» Your instructions: Reproduce the entries in full. Exclude all images from the copy.

» The data:
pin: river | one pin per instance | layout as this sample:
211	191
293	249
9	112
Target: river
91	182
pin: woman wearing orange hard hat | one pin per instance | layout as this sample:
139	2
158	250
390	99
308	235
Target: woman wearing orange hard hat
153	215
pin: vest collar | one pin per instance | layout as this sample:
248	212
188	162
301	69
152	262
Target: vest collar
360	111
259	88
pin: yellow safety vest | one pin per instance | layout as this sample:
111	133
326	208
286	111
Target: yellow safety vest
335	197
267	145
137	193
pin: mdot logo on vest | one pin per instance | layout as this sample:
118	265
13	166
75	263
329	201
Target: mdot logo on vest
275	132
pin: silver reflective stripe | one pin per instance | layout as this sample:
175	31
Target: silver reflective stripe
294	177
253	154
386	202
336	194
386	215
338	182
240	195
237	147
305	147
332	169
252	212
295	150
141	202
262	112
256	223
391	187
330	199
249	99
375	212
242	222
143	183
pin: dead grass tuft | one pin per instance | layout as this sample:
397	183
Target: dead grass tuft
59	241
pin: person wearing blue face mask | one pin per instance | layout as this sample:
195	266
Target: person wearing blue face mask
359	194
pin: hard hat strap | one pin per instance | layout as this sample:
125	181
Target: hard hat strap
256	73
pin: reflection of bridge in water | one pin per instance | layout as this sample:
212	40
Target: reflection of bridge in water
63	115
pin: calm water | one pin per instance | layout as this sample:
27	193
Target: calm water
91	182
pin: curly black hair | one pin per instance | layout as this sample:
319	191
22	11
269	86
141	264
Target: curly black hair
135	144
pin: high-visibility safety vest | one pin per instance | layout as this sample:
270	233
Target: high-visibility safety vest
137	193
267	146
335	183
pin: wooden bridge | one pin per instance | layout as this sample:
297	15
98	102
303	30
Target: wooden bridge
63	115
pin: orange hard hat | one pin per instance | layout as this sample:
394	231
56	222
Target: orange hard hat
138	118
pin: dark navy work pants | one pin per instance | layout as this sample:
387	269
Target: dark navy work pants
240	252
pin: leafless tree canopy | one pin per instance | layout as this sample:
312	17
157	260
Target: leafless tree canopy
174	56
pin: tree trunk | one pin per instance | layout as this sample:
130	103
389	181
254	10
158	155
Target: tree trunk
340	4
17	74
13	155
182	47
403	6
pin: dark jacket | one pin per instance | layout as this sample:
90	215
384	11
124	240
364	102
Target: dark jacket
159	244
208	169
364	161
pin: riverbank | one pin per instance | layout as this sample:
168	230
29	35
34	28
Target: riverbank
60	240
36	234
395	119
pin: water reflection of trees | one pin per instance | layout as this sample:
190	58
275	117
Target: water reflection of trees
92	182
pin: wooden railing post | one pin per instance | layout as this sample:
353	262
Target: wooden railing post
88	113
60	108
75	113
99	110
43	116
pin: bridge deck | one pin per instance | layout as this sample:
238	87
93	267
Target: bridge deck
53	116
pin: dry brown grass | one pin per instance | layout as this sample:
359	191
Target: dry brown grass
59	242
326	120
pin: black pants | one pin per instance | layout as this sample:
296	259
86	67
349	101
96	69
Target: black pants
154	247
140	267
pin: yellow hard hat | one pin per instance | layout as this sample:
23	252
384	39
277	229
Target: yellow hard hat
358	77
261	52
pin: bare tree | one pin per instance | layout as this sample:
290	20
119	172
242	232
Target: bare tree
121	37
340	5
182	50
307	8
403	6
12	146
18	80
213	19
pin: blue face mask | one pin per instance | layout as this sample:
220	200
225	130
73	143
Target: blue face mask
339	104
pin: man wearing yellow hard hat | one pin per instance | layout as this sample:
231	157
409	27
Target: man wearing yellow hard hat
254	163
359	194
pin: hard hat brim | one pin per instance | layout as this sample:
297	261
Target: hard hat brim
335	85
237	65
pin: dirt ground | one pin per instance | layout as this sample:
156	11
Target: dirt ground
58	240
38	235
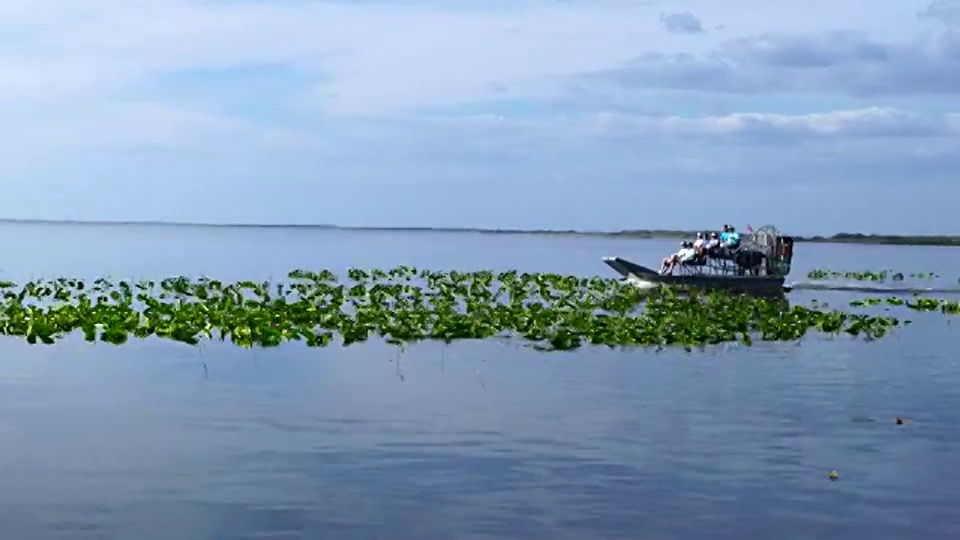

» Written response:
pin: river | one pin per instance | layout as this sample:
211	191
293	249
9	112
Target: river
91	182
pin: woman wearing orange hard hat | one pin per instance | layout as this sample:
139	2
158	250
390	99
308	235
Target: woman wearing orange hard hat
153	215
pin: vest collar | one pin per instance | layout as this sample:
248	212
188	162
301	69
152	262
Target: vest collar
360	111
259	88
pin: yellow safety vest | one pin per instance | layout as this sample:
111	133
326	208
286	111
Target: yellow safety vest
335	197
267	145
137	193
pin: mdot logo on vest | one pin per instance | layout as this sample:
118	265
13	166
75	263
329	201
Target: mdot logo on vest
275	132
pin: silver reflective stripe | one pin per instance | layout as this sample:
175	31
Target: silver reflective stripe
294	177
253	154
386	202
336	194
386	215
338	182
240	195
237	147
305	147
332	169
252	212
295	150
141	202
262	112
256	223
391	187
330	199
249	99
375	212
242	222
143	183
pin: dead grass tuft | one pin per instance | layout as this sample:
397	183
Target: dead grass tuft
59	241
pin: person wearing blue face mask | one pin per instance | layout as this sample:
195	266
Target: person wearing blue face mask
359	194
pin: hard hat strap | one pin per instance | layout as this sample:
125	181
Target: hard hat strap
256	73
pin: reflection of bridge in water | one pin per instance | layout as this sample:
212	40
Target: reflection of bridge in water
63	115
pin: calm water | one pin per instance | layout as this sample:
27	193
Target: calm water
91	182
pin: curly black hair | one pin per instance | layout as this sample:
319	191
22	11
269	86
141	264
Target: curly black hair
135	144
pin: high-visibility safety vest | one pin per instance | layout as this sample:
270	233
Target: high-visibility safety vest
137	193
267	146
335	183
pin: wooden bridge | one pin per instance | layout as this sample:
297	15
98	102
303	30
Target: wooden bridge
63	115
pin: orange hard hat | one pin per instance | layout as this sample:
394	231
56	222
Target: orange hard hat
138	118
pin: dark navy work pants | one pin per instance | layout as this sample:
387	269
Target: dark navy work pants
240	252
pin: leafless tree canopy | one pin per instance | layout as this sample:
312	17
157	260
Target: leafless tree canopy
174	56
pin: tree trunk | one pin per instance | layout as this sample:
130	103
389	181
254	10
158	155
Target: tree trunk
340	4
17	74
13	155
182	47
403	6
pin: dark jacket | one pin per instance | layout as this sample:
90	215
384	11
124	240
364	102
Target: dark jacket
159	244
208	169
364	161
pin: riverbank | one pin per instance | layout as this sample:
168	230
29	35
34	28
Target: riverbank
60	240
36	234
395	119
pin: water reflection of trees | one pin per instance | layout as this sample:
190	58
275	117
Target: water reflection of trees
92	182
pin: wooden railing post | one pin per instance | layout as this sample:
353	262
Target: wooden railing post
88	113
60	108
75	113
99	110
43	116
pin: bridge deck | one pin per instance | layout as this sample:
238	87
93	267
Target: bridge deck
53	116
pin: dry brown grass | one pin per instance | layout as this sample:
359	191
Target: dry brown grass
59	242
326	120
pin: black pants | one pin per instance | layout as this sample:
296	259
86	67
349	101
96	69
Target: black pants
154	247
140	267
pin: yellow hard hat | one pin per instance | layout as this sample:
23	252
384	39
277	229
Target: yellow hard hat
358	77
261	52
pin: bare tree | one pin per instance | layout as this sample:
290	20
119	172
242	232
Target: bare tree
121	37
340	5
182	50
307	8
403	6
12	146
18	80
213	19
pin: blue face mask | one pin per instance | layout as this sample:
220	200
225	130
73	143
Target: blue face mask
339	104
pin: man wearing yellow hard hat | one pin per instance | layout as this sample:
231	157
409	27
Target: man wearing yellow hard hat
254	163
359	194
pin: hard hat brim | one pin per instance | layout as this sample:
297	261
Target: hard hat brim
335	85
237	65
pin: dirt ground | one pin per instance | layout as this sample:
156	11
Target: dirt ground
58	240
38	235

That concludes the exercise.